Roundtable Discussion; The Future of Mineral Sands. Watch the video here.
Gotta luv these professionals...
'Following Peel Hunt’s latest price target of 400 on the business this highlights that the broker now believes there is an increase of 60.84% from Card Factory Plc’s current share price of 248.7.'
I have no idea what the share price will be. I can't guess what the market will do.
What I do know is that CF ebitda will be circa £25m max. Net profit perhaps £15m. Sales declining. Margins narrowing. Costs increasing. No growth. Losing money on web sales. The board having no idea what to do about it. I haven't followed this chat for long but were there equally optimistic posters when the share price was £3? Where are they now?
Rox Early bird gets the worm - well done for that.
Can anyone enlighten me? Most posters here assume a recovery in the share price.
Other than debt repayments being made, what are the expected drivers of this recovery?
With no growth in sales, costs increasing, lower margins, no dividends and constant bad news - where is the recovery coming from?
Rox - Read into it what you will but to me the fact they are talking about ERP implementation shows the total lack of priorities and experience from the board. Much easier to bleat about that than sales. It is meaningless drivel with disaster written all over it. A bit like the 'new' store layout.
Rox - Even I wasn't expecting it to be this close to the 30's so soon. Anyone would think a substantial profit warning is on the cards? You wouldn't have thought a steady business like selling birthday cards could fluctuate so much. However, it is amazing how quickly and substantially a board with no relevant experience can screw a business. Be careful.

* _Problem A_
From the forum thread about Card Factory shares, list every condition the poster names in the question that asks where the recovery is coming from.
* _Problem B_
Edit the forum thread about Card Factory shares by writing out the passage from "With no growth" up to and including "business. Be careful.", replacing "store layout" with "shop layout".
* _Problem C_
Proceed with the forum thread about Card Factory shares, adding what comes next after its final post.
These lines were taken from a separate source.

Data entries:
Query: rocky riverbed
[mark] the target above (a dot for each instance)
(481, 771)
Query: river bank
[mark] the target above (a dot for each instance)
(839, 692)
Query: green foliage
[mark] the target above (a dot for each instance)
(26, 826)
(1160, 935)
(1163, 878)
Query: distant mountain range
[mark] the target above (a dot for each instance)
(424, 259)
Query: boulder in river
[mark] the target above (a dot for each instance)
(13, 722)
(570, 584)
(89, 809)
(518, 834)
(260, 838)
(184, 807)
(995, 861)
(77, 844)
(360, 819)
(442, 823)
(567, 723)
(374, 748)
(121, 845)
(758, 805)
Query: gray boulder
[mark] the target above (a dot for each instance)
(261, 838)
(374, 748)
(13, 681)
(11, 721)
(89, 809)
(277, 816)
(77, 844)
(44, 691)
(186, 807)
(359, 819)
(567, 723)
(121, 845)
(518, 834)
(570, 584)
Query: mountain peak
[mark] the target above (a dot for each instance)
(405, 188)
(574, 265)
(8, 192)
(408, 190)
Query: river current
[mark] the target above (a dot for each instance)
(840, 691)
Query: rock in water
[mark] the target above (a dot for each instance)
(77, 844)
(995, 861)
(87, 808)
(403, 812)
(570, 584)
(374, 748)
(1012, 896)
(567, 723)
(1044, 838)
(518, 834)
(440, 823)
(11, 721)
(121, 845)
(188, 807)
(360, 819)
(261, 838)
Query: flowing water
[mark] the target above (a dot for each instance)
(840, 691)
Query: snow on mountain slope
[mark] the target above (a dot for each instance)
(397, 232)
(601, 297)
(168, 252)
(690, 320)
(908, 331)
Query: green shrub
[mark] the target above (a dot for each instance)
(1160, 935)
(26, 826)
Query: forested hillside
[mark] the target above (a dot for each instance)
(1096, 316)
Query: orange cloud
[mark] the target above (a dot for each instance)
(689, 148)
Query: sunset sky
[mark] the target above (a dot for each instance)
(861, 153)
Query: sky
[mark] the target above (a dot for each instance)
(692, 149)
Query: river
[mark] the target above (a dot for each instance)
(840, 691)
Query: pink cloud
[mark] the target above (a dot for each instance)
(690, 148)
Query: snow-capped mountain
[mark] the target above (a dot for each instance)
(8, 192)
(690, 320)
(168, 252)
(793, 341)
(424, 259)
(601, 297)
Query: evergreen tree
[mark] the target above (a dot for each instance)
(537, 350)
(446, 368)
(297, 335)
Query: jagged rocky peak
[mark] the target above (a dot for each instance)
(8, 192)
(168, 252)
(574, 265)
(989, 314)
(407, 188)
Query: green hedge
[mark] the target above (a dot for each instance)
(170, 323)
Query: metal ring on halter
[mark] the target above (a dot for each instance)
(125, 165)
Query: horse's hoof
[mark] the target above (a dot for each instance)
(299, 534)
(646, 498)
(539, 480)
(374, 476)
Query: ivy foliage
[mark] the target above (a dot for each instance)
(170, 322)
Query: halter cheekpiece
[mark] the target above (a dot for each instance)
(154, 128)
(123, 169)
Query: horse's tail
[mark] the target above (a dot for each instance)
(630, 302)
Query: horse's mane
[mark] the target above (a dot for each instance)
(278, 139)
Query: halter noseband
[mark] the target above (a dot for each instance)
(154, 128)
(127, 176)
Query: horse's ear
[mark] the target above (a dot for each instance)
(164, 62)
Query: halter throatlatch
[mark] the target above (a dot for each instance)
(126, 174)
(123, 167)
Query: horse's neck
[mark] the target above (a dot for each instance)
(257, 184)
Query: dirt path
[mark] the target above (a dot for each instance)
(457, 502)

* _Response box A_
- No growth in sales
- Costs increasing
- Lower margins
- No dividends
- Constant bad news

* _Response box B_
With no growth in sales, costs increasing, lower margins, no dividends and constant bad news - where is the recovery coming from?
Rox - Read into it what you will but to me the fact they are talking about ERP implementation shows the total lack of priorities and experience from the board. Much easier to bleat about that than sales. It is meaningless drivel with disaster written all over it. A bit like the 'new' shop layout.
Rox - Even I wasn't expecting it to be this close to the 30's so soon. Anyone would think a substantial profit warning is on the cards? You wouldn't have thought a steady business like selling birthday cards could fluctuate so much. However, it is amazing how quickly and substantially a board with no relevant experience can screw a business. Be careful.

* _Response box C_
Yes Roxbury I agree. No one wants to lose £ and with these chats at least they can make an informed decision. I'm not really sure that your posts are that balanced! The funny thing is, although my view is the SP will be 20-30p in time, it may be possible to double your money in the meantime. Who knows?
The most important thing for every investor to remember is this - do not have blind faith in the board. I promise you, they are like rabbits in headlights at the moment.
Roxbury - thanks for that. This is the important bit:
(Note 5.
EBITDA numbers are post-IFRS.
On a pre-IFRS basis, EBITDA for the full year to 31 January 2022 is expected to be in the range of £30.m - £33.0m)
The issue is that my £25m is almost already admitted and any expected growth on this, is for the fairies.
The £123m is an anomaly. It was probably more like £80m before financial shenanigans. That £80m is easily cut down to £25m via cost increases and lower sales. They have already admitted £30m. More to come with the year end figures. I could write the report now if you would like...
A realistic ebitda for the next few years is £25m or so. It is very unlikely to be higher than that, but could well be lower. Fair value for market cap based on that, no growth prospects, and current debt, is probably about where the share price is now. Much more bad news, and lower ebitda than that, and the SP will be looking like 20-30p.
Roxbury - Well it didn't come from net profit did it? Therefore, can only be by moving around the balance sheet.
The issue with CF is not that cards will stop selling. It is simply that the ability to generate previous returns is not there any more, and it won't be coming back. The company has never provided any evidence that they can overcome the cost increases, or the sales reductions. Rather than solve that issue, they have come up with a ridiculous strategy to go worldwide etc, take on web businesses (that are a lot cleverer than they are), and do some wholesaling. Mix that with dubious changes to the existing stores and it doesn't bode well. Future profits are not going to be more than £20-30m , if that. Any update is going to be big time negative with the usual spin.
Be very careful about going into a store and thinking 'this is busy, easy peasy money'. So were Woolworths. And 99p stores. And Poundworld. And others...
Nothing changes the fundamentals. Growing costs. Lowering sales. No answers.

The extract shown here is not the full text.